## start RAW DATA
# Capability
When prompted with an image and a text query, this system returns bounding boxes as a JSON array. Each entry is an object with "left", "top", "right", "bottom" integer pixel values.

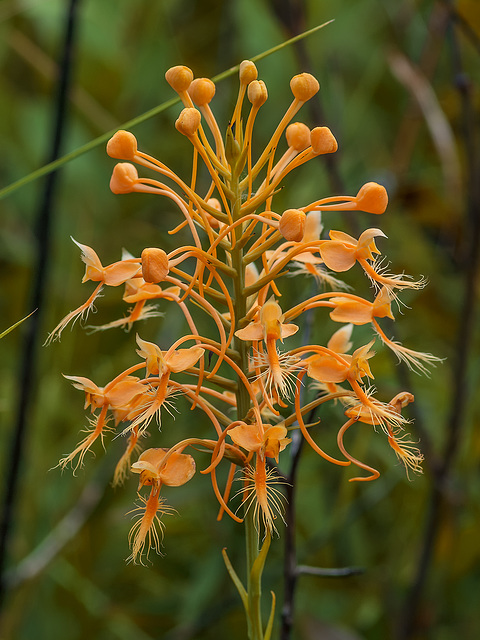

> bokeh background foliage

[{"left": 0, "top": 0, "right": 480, "bottom": 640}]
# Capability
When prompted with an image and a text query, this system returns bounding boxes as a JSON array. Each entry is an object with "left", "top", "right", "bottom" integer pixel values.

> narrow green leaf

[
  {"left": 250, "top": 531, "right": 272, "bottom": 584},
  {"left": 0, "top": 309, "right": 36, "bottom": 340}
]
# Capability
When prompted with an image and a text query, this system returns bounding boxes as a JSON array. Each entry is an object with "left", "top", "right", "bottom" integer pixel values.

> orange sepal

[
  {"left": 320, "top": 240, "right": 356, "bottom": 273},
  {"left": 167, "top": 347, "right": 205, "bottom": 373},
  {"left": 307, "top": 355, "right": 349, "bottom": 383}
]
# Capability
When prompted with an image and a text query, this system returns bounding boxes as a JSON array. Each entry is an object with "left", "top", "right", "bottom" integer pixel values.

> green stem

[{"left": 230, "top": 166, "right": 263, "bottom": 640}]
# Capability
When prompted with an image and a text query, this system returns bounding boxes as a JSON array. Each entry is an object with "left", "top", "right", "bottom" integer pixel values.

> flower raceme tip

[{"left": 48, "top": 61, "right": 438, "bottom": 562}]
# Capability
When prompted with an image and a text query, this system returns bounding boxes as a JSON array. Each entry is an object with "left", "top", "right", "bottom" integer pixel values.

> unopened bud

[
  {"left": 285, "top": 122, "right": 310, "bottom": 151},
  {"left": 110, "top": 162, "right": 138, "bottom": 193},
  {"left": 247, "top": 80, "right": 268, "bottom": 109},
  {"left": 290, "top": 73, "right": 320, "bottom": 102},
  {"left": 142, "top": 247, "right": 168, "bottom": 283},
  {"left": 310, "top": 127, "right": 338, "bottom": 156},
  {"left": 107, "top": 129, "right": 137, "bottom": 160},
  {"left": 165, "top": 65, "right": 193, "bottom": 93},
  {"left": 238, "top": 60, "right": 258, "bottom": 84},
  {"left": 355, "top": 182, "right": 388, "bottom": 214},
  {"left": 278, "top": 209, "right": 307, "bottom": 242},
  {"left": 175, "top": 107, "right": 202, "bottom": 138},
  {"left": 188, "top": 78, "right": 215, "bottom": 107}
]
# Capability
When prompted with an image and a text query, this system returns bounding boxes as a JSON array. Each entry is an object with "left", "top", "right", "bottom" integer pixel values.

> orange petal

[
  {"left": 103, "top": 260, "right": 140, "bottom": 287},
  {"left": 307, "top": 355, "right": 349, "bottom": 382},
  {"left": 327, "top": 324, "right": 353, "bottom": 353},
  {"left": 328, "top": 229, "right": 357, "bottom": 246},
  {"left": 320, "top": 240, "right": 356, "bottom": 272},
  {"left": 167, "top": 347, "right": 205, "bottom": 373},
  {"left": 280, "top": 324, "right": 298, "bottom": 340},
  {"left": 228, "top": 424, "right": 262, "bottom": 451},
  {"left": 330, "top": 298, "right": 373, "bottom": 325},
  {"left": 160, "top": 451, "right": 195, "bottom": 487},
  {"left": 235, "top": 322, "right": 263, "bottom": 341}
]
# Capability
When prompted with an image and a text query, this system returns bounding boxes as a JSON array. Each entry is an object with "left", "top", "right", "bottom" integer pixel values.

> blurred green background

[{"left": 0, "top": 0, "right": 480, "bottom": 640}]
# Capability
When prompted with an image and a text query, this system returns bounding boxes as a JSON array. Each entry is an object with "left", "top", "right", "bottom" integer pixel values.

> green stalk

[
  {"left": 230, "top": 161, "right": 263, "bottom": 640},
  {"left": 0, "top": 20, "right": 333, "bottom": 200}
]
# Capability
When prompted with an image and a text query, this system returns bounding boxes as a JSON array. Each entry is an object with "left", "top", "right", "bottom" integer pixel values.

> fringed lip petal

[{"left": 320, "top": 240, "right": 357, "bottom": 273}]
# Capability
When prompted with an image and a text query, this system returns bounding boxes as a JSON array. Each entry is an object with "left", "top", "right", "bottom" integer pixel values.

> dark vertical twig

[
  {"left": 280, "top": 424, "right": 304, "bottom": 640},
  {"left": 0, "top": 0, "right": 79, "bottom": 606},
  {"left": 398, "top": 3, "right": 480, "bottom": 640}
]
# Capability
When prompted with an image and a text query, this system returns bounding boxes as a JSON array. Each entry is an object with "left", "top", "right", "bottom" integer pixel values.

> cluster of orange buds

[{"left": 48, "top": 61, "right": 437, "bottom": 562}]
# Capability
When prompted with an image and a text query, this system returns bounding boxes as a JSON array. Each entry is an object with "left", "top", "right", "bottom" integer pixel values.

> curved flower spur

[{"left": 49, "top": 61, "right": 438, "bottom": 638}]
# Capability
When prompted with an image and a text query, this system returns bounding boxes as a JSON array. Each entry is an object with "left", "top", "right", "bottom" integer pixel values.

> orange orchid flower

[
  {"left": 127, "top": 449, "right": 195, "bottom": 564},
  {"left": 46, "top": 238, "right": 141, "bottom": 344},
  {"left": 235, "top": 296, "right": 298, "bottom": 396}
]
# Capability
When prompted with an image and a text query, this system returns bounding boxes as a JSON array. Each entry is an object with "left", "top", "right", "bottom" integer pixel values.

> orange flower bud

[
  {"left": 238, "top": 60, "right": 258, "bottom": 84},
  {"left": 290, "top": 73, "right": 320, "bottom": 102},
  {"left": 188, "top": 78, "right": 215, "bottom": 107},
  {"left": 285, "top": 122, "right": 310, "bottom": 151},
  {"left": 355, "top": 182, "right": 388, "bottom": 214},
  {"left": 142, "top": 247, "right": 168, "bottom": 283},
  {"left": 278, "top": 209, "right": 307, "bottom": 242},
  {"left": 107, "top": 129, "right": 137, "bottom": 160},
  {"left": 165, "top": 65, "right": 193, "bottom": 93},
  {"left": 175, "top": 107, "right": 202, "bottom": 138},
  {"left": 310, "top": 127, "right": 338, "bottom": 156},
  {"left": 110, "top": 162, "right": 138, "bottom": 193},
  {"left": 247, "top": 80, "right": 268, "bottom": 109}
]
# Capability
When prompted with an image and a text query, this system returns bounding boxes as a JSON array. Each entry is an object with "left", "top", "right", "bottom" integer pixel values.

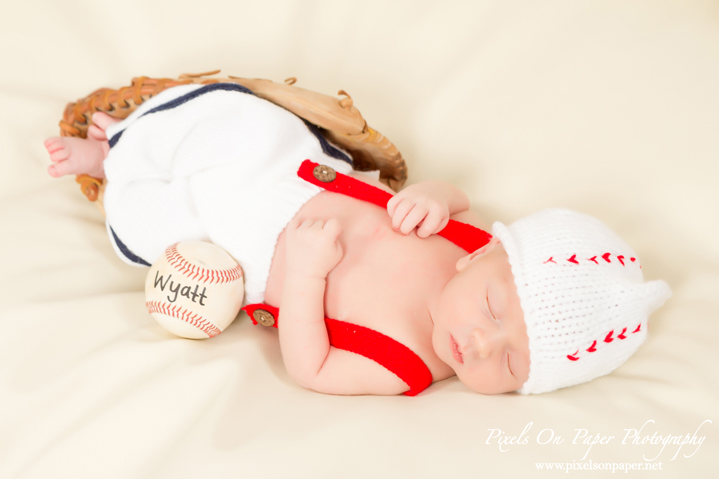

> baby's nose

[{"left": 471, "top": 325, "right": 505, "bottom": 359}]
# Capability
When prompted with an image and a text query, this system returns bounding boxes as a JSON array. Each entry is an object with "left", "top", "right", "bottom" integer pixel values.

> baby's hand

[
  {"left": 387, "top": 182, "right": 449, "bottom": 238},
  {"left": 287, "top": 218, "right": 343, "bottom": 279}
]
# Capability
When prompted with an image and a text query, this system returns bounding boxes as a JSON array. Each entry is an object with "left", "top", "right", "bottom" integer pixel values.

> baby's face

[{"left": 432, "top": 240, "right": 529, "bottom": 394}]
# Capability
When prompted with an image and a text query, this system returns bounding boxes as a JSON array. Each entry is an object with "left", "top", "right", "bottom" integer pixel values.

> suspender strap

[
  {"left": 297, "top": 160, "right": 492, "bottom": 253},
  {"left": 242, "top": 304, "right": 432, "bottom": 396}
]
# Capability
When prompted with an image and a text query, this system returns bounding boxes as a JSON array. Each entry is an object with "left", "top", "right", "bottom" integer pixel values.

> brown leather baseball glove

[{"left": 60, "top": 70, "right": 407, "bottom": 208}]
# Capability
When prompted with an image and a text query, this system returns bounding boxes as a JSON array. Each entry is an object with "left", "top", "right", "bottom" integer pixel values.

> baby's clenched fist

[{"left": 287, "top": 218, "right": 343, "bottom": 279}]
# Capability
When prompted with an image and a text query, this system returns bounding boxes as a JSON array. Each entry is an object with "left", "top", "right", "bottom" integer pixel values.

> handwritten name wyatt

[{"left": 154, "top": 271, "right": 207, "bottom": 306}]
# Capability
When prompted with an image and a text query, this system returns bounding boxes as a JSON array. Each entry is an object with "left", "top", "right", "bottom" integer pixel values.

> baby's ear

[{"left": 457, "top": 236, "right": 499, "bottom": 273}]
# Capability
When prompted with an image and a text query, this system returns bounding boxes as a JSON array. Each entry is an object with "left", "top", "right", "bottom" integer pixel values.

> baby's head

[{"left": 432, "top": 209, "right": 671, "bottom": 394}]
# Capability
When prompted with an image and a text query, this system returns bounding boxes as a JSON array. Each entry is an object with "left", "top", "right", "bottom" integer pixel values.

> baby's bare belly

[{"left": 265, "top": 192, "right": 465, "bottom": 378}]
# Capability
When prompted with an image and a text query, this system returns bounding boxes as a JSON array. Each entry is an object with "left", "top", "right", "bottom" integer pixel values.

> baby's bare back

[{"left": 265, "top": 174, "right": 480, "bottom": 380}]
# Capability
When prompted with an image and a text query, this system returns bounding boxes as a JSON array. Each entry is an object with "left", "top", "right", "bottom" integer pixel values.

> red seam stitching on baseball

[
  {"left": 165, "top": 243, "right": 242, "bottom": 284},
  {"left": 145, "top": 301, "right": 222, "bottom": 338}
]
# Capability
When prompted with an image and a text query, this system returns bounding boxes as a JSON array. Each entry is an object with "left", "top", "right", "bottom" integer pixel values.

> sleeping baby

[{"left": 45, "top": 83, "right": 671, "bottom": 395}]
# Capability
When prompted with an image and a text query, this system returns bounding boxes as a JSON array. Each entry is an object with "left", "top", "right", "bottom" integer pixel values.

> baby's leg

[{"left": 45, "top": 112, "right": 119, "bottom": 178}]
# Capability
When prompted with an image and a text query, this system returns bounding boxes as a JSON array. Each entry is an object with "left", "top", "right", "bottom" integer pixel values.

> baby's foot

[
  {"left": 45, "top": 137, "right": 107, "bottom": 178},
  {"left": 45, "top": 111, "right": 120, "bottom": 178}
]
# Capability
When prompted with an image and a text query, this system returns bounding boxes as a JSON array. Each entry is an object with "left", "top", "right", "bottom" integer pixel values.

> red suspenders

[{"left": 242, "top": 160, "right": 492, "bottom": 396}]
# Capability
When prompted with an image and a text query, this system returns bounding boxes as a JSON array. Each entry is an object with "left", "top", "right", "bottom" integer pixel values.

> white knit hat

[{"left": 492, "top": 209, "right": 671, "bottom": 394}]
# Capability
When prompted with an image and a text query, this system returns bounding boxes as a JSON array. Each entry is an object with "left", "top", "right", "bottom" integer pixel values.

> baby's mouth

[{"left": 449, "top": 334, "right": 464, "bottom": 364}]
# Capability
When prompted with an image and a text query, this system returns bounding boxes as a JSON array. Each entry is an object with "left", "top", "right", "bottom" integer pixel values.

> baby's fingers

[
  {"left": 391, "top": 201, "right": 414, "bottom": 230},
  {"left": 399, "top": 205, "right": 427, "bottom": 234},
  {"left": 417, "top": 208, "right": 449, "bottom": 238}
]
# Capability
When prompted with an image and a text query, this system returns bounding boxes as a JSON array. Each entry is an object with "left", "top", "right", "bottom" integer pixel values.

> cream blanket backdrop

[{"left": 0, "top": 0, "right": 719, "bottom": 478}]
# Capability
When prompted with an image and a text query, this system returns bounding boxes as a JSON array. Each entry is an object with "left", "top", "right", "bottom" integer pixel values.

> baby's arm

[
  {"left": 278, "top": 219, "right": 408, "bottom": 394},
  {"left": 387, "top": 180, "right": 469, "bottom": 238}
]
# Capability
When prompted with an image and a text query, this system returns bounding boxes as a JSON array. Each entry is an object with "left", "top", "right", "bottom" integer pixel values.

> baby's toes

[{"left": 44, "top": 137, "right": 70, "bottom": 161}]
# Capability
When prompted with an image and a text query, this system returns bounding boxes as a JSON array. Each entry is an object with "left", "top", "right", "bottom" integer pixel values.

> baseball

[{"left": 145, "top": 241, "right": 245, "bottom": 339}]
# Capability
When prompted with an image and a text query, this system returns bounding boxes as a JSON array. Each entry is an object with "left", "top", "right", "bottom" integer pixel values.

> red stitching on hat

[
  {"left": 567, "top": 323, "right": 642, "bottom": 361},
  {"left": 542, "top": 253, "right": 641, "bottom": 268}
]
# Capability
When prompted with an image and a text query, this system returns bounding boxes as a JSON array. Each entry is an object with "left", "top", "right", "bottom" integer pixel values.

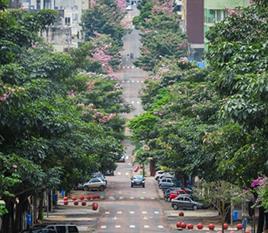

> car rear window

[
  {"left": 56, "top": 226, "right": 66, "bottom": 233},
  {"left": 68, "top": 226, "right": 78, "bottom": 233}
]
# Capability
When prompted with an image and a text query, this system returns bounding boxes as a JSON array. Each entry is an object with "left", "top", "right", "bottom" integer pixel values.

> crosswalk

[
  {"left": 119, "top": 79, "right": 144, "bottom": 84},
  {"left": 105, "top": 196, "right": 159, "bottom": 201},
  {"left": 100, "top": 224, "right": 165, "bottom": 230}
]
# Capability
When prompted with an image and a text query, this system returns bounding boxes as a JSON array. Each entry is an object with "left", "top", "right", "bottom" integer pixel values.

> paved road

[{"left": 96, "top": 5, "right": 173, "bottom": 233}]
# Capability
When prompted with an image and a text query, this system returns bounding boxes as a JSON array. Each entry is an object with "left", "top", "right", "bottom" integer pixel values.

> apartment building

[
  {"left": 12, "top": 0, "right": 90, "bottom": 51},
  {"left": 180, "top": 0, "right": 251, "bottom": 61}
]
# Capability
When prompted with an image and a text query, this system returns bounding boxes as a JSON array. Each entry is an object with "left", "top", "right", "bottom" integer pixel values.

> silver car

[
  {"left": 83, "top": 177, "right": 106, "bottom": 191},
  {"left": 171, "top": 195, "right": 203, "bottom": 210}
]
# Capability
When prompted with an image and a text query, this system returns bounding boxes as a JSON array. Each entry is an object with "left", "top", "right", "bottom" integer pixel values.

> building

[
  {"left": 183, "top": 0, "right": 204, "bottom": 61},
  {"left": 204, "top": 0, "right": 251, "bottom": 42},
  {"left": 181, "top": 0, "right": 250, "bottom": 61},
  {"left": 11, "top": 0, "right": 90, "bottom": 51}
]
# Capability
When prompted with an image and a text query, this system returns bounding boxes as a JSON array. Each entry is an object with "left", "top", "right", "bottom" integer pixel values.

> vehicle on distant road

[
  {"left": 118, "top": 155, "right": 126, "bottom": 163},
  {"left": 158, "top": 178, "right": 175, "bottom": 188},
  {"left": 157, "top": 172, "right": 175, "bottom": 183},
  {"left": 92, "top": 172, "right": 107, "bottom": 185},
  {"left": 83, "top": 177, "right": 106, "bottom": 191},
  {"left": 22, "top": 224, "right": 79, "bottom": 233},
  {"left": 154, "top": 170, "right": 164, "bottom": 180},
  {"left": 130, "top": 175, "right": 145, "bottom": 188},
  {"left": 171, "top": 195, "right": 203, "bottom": 210}
]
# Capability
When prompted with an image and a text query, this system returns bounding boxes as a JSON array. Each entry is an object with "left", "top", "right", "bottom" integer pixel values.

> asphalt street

[{"left": 96, "top": 5, "right": 173, "bottom": 233}]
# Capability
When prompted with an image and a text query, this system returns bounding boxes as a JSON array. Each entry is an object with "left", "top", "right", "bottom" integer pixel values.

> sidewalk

[{"left": 44, "top": 205, "right": 102, "bottom": 233}]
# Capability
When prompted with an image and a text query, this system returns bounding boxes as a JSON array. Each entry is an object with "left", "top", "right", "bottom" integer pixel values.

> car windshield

[{"left": 133, "top": 176, "right": 143, "bottom": 180}]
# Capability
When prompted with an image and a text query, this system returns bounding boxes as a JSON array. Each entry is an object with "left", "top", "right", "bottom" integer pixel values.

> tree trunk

[
  {"left": 257, "top": 207, "right": 264, "bottom": 233},
  {"left": 13, "top": 194, "right": 29, "bottom": 233},
  {"left": 37, "top": 192, "right": 44, "bottom": 220},
  {"left": 1, "top": 200, "right": 14, "bottom": 233},
  {"left": 264, "top": 212, "right": 268, "bottom": 232}
]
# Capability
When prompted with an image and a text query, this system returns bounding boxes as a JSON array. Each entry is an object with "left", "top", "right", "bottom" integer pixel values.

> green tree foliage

[
  {"left": 130, "top": 1, "right": 268, "bottom": 229},
  {"left": 0, "top": 4, "right": 128, "bottom": 232},
  {"left": 82, "top": 0, "right": 124, "bottom": 45},
  {"left": 133, "top": 1, "right": 187, "bottom": 70}
]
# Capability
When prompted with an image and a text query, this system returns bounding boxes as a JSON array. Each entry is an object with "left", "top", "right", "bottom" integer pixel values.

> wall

[{"left": 186, "top": 0, "right": 204, "bottom": 44}]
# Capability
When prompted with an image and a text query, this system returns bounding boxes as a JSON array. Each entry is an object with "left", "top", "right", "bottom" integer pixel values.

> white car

[
  {"left": 126, "top": 5, "right": 132, "bottom": 11},
  {"left": 154, "top": 170, "right": 164, "bottom": 180},
  {"left": 83, "top": 177, "right": 106, "bottom": 191},
  {"left": 157, "top": 172, "right": 175, "bottom": 182}
]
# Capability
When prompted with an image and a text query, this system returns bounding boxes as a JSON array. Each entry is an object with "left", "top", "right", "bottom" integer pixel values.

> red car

[{"left": 169, "top": 189, "right": 191, "bottom": 201}]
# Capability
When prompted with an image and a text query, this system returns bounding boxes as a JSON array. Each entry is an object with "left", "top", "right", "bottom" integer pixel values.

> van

[
  {"left": 46, "top": 224, "right": 79, "bottom": 233},
  {"left": 28, "top": 223, "right": 79, "bottom": 233}
]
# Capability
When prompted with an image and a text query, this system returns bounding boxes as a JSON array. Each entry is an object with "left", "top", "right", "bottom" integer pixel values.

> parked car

[
  {"left": 105, "top": 170, "right": 114, "bottom": 176},
  {"left": 154, "top": 170, "right": 164, "bottom": 180},
  {"left": 171, "top": 195, "right": 203, "bottom": 210},
  {"left": 168, "top": 188, "right": 191, "bottom": 201},
  {"left": 22, "top": 224, "right": 79, "bottom": 233},
  {"left": 117, "top": 155, "right": 126, "bottom": 163},
  {"left": 130, "top": 175, "right": 145, "bottom": 188},
  {"left": 157, "top": 172, "right": 175, "bottom": 183},
  {"left": 92, "top": 172, "right": 107, "bottom": 185},
  {"left": 83, "top": 177, "right": 106, "bottom": 191},
  {"left": 21, "top": 229, "right": 57, "bottom": 233},
  {"left": 158, "top": 178, "right": 175, "bottom": 188}
]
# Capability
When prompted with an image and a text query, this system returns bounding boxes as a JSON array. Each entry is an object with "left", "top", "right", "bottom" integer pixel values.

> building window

[
  {"left": 65, "top": 17, "right": 71, "bottom": 26},
  {"left": 36, "top": 0, "right": 41, "bottom": 10},
  {"left": 44, "top": 0, "right": 51, "bottom": 9}
]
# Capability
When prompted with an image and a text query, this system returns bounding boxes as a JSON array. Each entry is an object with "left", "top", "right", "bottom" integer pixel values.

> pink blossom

[
  {"left": 0, "top": 92, "right": 10, "bottom": 102},
  {"left": 251, "top": 177, "right": 265, "bottom": 188},
  {"left": 67, "top": 90, "right": 76, "bottom": 97},
  {"left": 116, "top": 0, "right": 126, "bottom": 11}
]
## end RAW DATA
Collect and copy out every line of the records that contains the string "green". Letter case must match exactly.

# SOLUTION
> narrow green leaf
> green stem
> blurred green background
> green stalk
> green tree foliage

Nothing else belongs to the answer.